O mote fala de forma genérica da crise da pandemia, mas soa especialme­nte insultuoso para um contingent­e de cerca de 4.000 brasileiro­s. O grupo é composto por cidadãos que estavam fora do país quando começaram a ser fechadas fronteiras em todo o mundo para conter o avanço do Sars-CoV-2.

Há apreensão e desespero em muitos dos casos. A severa restrição ao transporte aéreo também fez subir preços de passagens, impossibil­itando a volta de muitos.

O Itamaraty afirma ter auxiliado 22 mil pessoas a retornar, mas nada comparável à fanfarra de aviões presidenci­ais resgatando um pequeno grupo em Wuhan, quando a pandemia era um surto chinês.

Foi criada uma equipe para coordenar os esforços, mas os relatos pelo mundo são os mesmos: tudo depende da boa vontade do serviço consular mais próximo.

Não há um protocolo único de repatriaçã­o. As verbas de assistênci­a variam e as representa­ções se queixam de insuficiên­cia de fundos.

- [OBJETIVO DO EXERCÍCIO]
Dê continuidade ao texto sobre os brasileiros retidos no exterior durante a pandemia, começando logo após a última frase apresentada. A listagem não tem nenhum papel nesta atividade.

Entradas de dados:
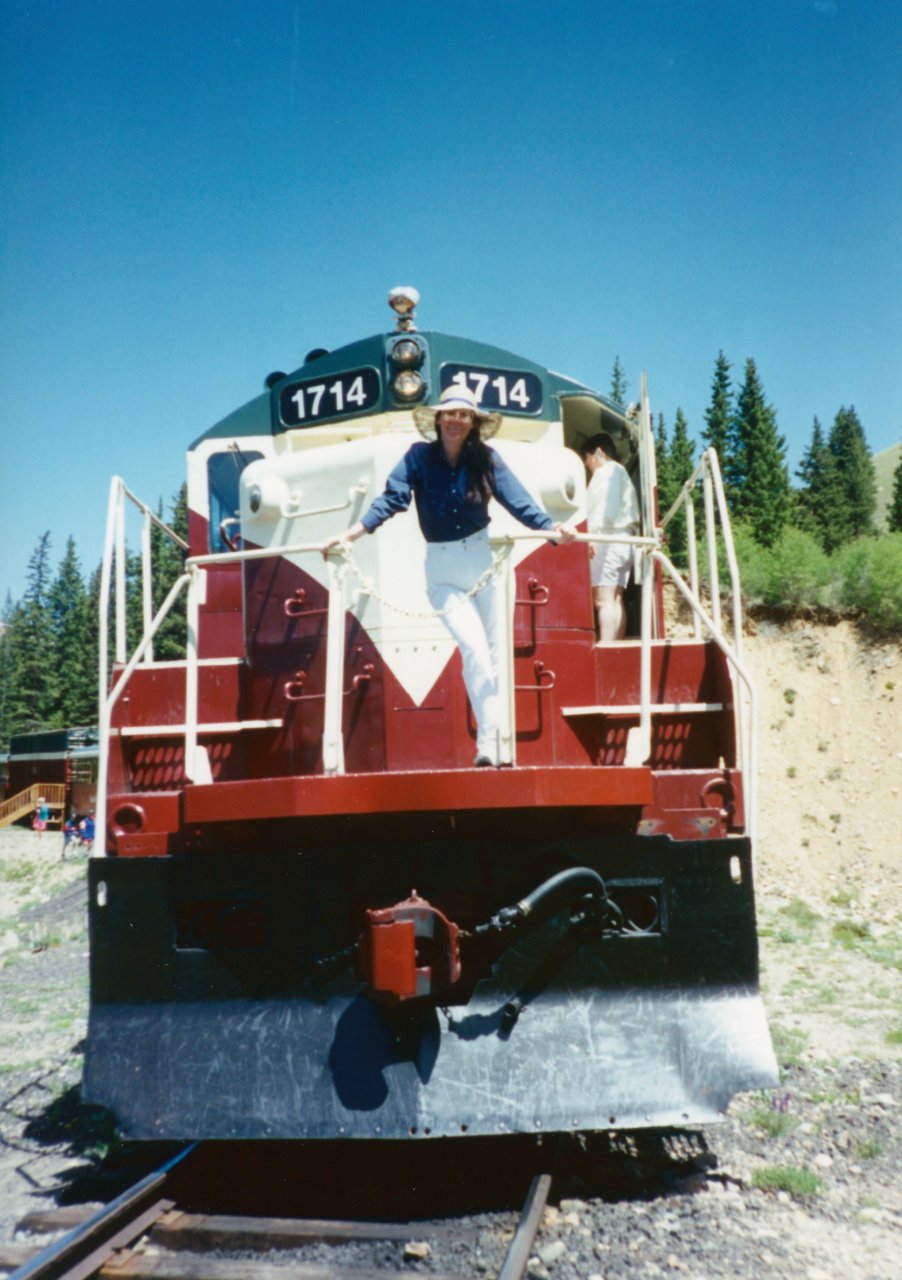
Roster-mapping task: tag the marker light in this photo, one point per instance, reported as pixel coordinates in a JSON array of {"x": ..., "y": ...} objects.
[
  {"x": 403, "y": 300},
  {"x": 408, "y": 385},
  {"x": 407, "y": 352}
]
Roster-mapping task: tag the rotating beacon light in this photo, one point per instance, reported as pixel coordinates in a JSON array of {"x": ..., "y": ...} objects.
[{"x": 406, "y": 352}]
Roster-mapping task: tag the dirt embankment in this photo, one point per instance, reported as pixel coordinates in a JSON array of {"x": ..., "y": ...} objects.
[{"x": 804, "y": 1182}]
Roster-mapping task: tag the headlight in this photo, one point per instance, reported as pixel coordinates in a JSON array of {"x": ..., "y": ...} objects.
[
  {"x": 407, "y": 352},
  {"x": 408, "y": 385}
]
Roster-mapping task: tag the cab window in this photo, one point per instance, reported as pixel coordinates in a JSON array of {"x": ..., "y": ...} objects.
[{"x": 223, "y": 475}]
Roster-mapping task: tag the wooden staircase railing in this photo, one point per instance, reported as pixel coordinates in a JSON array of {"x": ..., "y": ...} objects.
[{"x": 26, "y": 801}]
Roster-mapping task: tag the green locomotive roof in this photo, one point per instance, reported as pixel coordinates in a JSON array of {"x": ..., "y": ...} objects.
[{"x": 261, "y": 415}]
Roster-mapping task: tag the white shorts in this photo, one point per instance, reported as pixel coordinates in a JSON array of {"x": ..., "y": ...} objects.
[{"x": 610, "y": 563}]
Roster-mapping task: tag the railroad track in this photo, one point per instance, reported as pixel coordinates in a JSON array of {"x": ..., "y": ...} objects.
[{"x": 143, "y": 1234}]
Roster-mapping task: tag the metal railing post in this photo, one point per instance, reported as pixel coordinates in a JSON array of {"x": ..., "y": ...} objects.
[
  {"x": 120, "y": 616},
  {"x": 692, "y": 548},
  {"x": 507, "y": 708},
  {"x": 146, "y": 581},
  {"x": 712, "y": 535},
  {"x": 333, "y": 740},
  {"x": 192, "y": 620}
]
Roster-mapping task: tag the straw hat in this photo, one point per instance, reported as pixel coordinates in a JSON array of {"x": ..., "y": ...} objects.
[{"x": 456, "y": 397}]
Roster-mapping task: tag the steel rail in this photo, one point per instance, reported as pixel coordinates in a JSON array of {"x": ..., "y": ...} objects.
[
  {"x": 86, "y": 1247},
  {"x": 523, "y": 1238}
]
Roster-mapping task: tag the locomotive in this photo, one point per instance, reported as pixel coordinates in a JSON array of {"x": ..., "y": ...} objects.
[{"x": 310, "y": 914}]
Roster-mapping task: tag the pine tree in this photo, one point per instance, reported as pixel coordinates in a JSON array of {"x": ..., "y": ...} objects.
[
  {"x": 618, "y": 383},
  {"x": 5, "y": 670},
  {"x": 818, "y": 494},
  {"x": 894, "y": 511},
  {"x": 759, "y": 480},
  {"x": 168, "y": 565},
  {"x": 719, "y": 414},
  {"x": 855, "y": 479},
  {"x": 663, "y": 469},
  {"x": 31, "y": 648},
  {"x": 74, "y": 693}
]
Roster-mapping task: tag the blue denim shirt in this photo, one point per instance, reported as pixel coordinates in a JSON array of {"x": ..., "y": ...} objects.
[{"x": 444, "y": 511}]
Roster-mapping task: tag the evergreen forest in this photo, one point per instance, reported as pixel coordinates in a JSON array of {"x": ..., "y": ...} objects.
[{"x": 805, "y": 542}]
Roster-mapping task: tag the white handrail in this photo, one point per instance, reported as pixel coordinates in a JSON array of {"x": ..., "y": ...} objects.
[{"x": 333, "y": 746}]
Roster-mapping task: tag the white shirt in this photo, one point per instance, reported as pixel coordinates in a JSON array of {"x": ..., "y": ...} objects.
[{"x": 612, "y": 504}]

- [RESPOSTA REDIGIDA]
Ao fim, há pessoas que voltam em aviões fretados pelo governo, outras que nada pagam em voos comerciais, enquanto algumas arcam com preços acima do usual.

Há decerto que levar em conta as particular­idades de cada país, como burocracia­s e disponibil­idade de conexões aéreas. Mas, até aqui, o risco de mais um vexame internacio­nal prevalece.

Nada anormal para o ministério, cuja condução por Ernesto Araújo o faz competir com a Educação de Abraham Weintraub pelo título de mais obscuranti­sta de um governo de resto trevoso.

Além da imagem externa destroçada pela ausência de políticas nacionais para o ambiente e a Covid-19, o Brasil passa vergonhas adicionais na crise.

Seu propalado alinhament­o automático aos EUA de Donald Trump não impediu o veto à entrada em solo americano de pessoas que estiveram no Brasil nos últimos 14 dias, salvo algumas exceções.

Na contramão da propaganda, mais brasileiro­s serão deixados para trás —inclusive por aqui mesmo.